● TO DO
[1] Edit the text on graffiti: write out the passage from "In an article" up to and including "a VR needle.", putting "aspiring artists" in place of "budding artists".
[2] Pick up the text on graffiti and street art where it stops and keep writing it.

##### TEXT FOR ANALYSIS

Graffiti exists because it is on the streets. In a recent article on the covering of swastikas by graffiti artists in Berlin, I discussed the difference between established art, and street art. Graffiti is not accepted by the same people who will curate galleries and auction off canvases. With the exception, perhaps, of Banksy. It seems, however, that the point needs repeating: graffiti art is not fighting to be inducted into the mainstream or the elite, and neither should it be. It is a response, a reply from the working classes to the wealthy, or to each other, or even just for themselves. It is often called vandalism, and artists are arrested or fined, and plenty decry the mess that is made on the walls of cities. Whatever the opinion of graffiti, it is a necessary output. It is a language as well as an art that lives between restriction, and needing restriction to exist.
In an article at Quartz, AR graffiti is explored as some kind of evolution: ‘Virtual graffiti would allow budding artists to be creative and push boundaries in the public domain without creating an eyesore, allowing local governments to clean up the actual streets of traditional graffiti while letting young artists have a creative outlet.’ My understanding of graffiti, and I believe I am not alone, flies directly in the face of this promise. To appease those who see it as an ‘eyesore’ is no advantage, but a neutering of the art. AR graffiti is about the same as treating a patient with a VR needle.

##########
##### DATASET EXTRACT

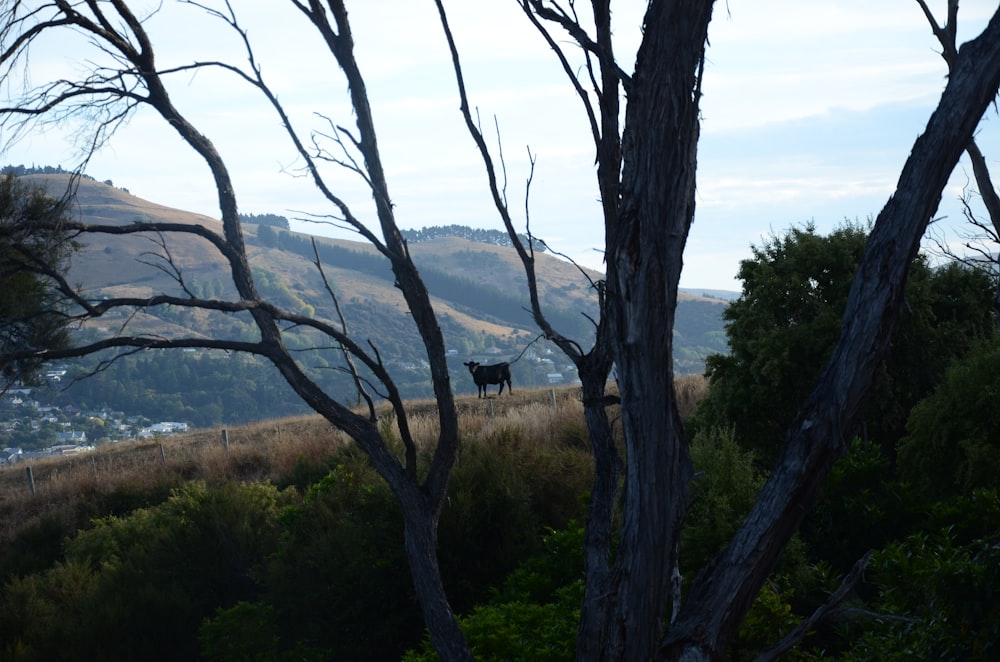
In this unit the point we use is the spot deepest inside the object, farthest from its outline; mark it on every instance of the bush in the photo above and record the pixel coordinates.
(938, 596)
(952, 442)
(138, 587)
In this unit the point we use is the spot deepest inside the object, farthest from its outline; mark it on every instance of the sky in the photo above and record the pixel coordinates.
(809, 112)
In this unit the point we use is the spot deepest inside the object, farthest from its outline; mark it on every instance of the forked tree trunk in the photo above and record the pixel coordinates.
(722, 594)
(645, 249)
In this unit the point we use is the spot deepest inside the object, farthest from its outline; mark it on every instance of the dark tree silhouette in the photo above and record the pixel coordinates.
(646, 155)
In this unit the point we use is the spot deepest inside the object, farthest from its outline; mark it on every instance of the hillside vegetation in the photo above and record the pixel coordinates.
(479, 292)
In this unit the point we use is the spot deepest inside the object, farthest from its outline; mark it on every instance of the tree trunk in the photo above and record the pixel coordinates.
(721, 595)
(600, 514)
(645, 249)
(420, 536)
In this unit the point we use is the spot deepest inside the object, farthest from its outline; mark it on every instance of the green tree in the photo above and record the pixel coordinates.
(783, 328)
(645, 127)
(952, 442)
(33, 244)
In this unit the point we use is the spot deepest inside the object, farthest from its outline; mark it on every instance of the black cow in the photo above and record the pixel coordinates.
(490, 374)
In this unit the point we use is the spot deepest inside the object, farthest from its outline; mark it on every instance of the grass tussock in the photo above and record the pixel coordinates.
(538, 431)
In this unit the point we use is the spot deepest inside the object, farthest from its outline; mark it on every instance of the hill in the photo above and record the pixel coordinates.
(479, 291)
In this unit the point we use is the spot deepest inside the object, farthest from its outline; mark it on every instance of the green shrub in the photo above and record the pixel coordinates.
(534, 616)
(952, 442)
(939, 598)
(137, 587)
(723, 492)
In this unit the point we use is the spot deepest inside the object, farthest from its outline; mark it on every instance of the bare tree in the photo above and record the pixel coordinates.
(646, 175)
(988, 193)
(646, 167)
(110, 95)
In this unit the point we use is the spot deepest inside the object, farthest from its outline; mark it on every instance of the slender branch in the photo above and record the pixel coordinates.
(823, 612)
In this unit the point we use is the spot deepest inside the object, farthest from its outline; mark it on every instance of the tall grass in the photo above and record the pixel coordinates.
(541, 431)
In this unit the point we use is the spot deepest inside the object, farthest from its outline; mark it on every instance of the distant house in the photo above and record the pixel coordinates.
(165, 427)
(10, 455)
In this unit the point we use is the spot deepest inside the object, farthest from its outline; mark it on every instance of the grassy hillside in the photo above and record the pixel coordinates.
(479, 291)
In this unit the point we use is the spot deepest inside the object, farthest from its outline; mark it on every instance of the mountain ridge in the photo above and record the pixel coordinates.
(478, 289)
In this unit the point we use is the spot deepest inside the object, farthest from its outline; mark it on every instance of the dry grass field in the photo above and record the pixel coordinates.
(274, 451)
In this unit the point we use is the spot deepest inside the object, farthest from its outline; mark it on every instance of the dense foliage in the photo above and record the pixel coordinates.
(920, 483)
(783, 327)
(30, 235)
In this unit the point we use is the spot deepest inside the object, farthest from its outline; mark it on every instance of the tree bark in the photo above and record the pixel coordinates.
(722, 593)
(645, 248)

##########

● TASK-BY-TASK ANSWERS
[1]
In an article at Quartz, AR graffiti is explored as some kind of evolution: ‘Virtual graffiti would allow aspiring artists to be creative and push boundaries in the public domain without creating an eyesore, allowing local governments to clean up the actual streets of traditional graffiti while letting young artists have a creative outlet.’ My understanding of graffiti, and I believe I am not alone, flies directly in the face of this promise. To appease those who see it as an ‘eyesore’ is no advantage, but a neutering of the art. AR graffiti is about the same as treating a patient with a VR needle.

[2]
That isn’t to say that graffiti artists shouldn’t use AR if it’s being made available, it just shouldn’t become the primary outlet. The Quartz article goes on to tell how some artists are using AR to leave political messages, signals of their fight for social justice, to others users. This means that they can be everywhere and anywhere, yet invisible to the naked eye. Useful, yes, but not a replacement. If graffiti shifts to the digital, to the half-real, it has been policed. The rules of decorum have succeeded and those who once used graffiti to speak, would be made mute. What quicker way is there for a kid to express his anger than spraying it over a brick wall?
A city without graffiti is a two-dimensional landscape. London, Manchester, Birmingham, are covered in the tattoos of local graffiti artists. They are used to connect passers-by, as reference points, as inspiration for other artists. Most significantly, they are the city’s expression. To walk around and see all the walls blank of spray paint, unless of course you have your phone ready to aim at that wall or this street corner, is a depressing prospect. The digital, though it tries and often succeeds, cannot conjure alternatives for everything, and it certainly never should when it comes to the world of graffiti.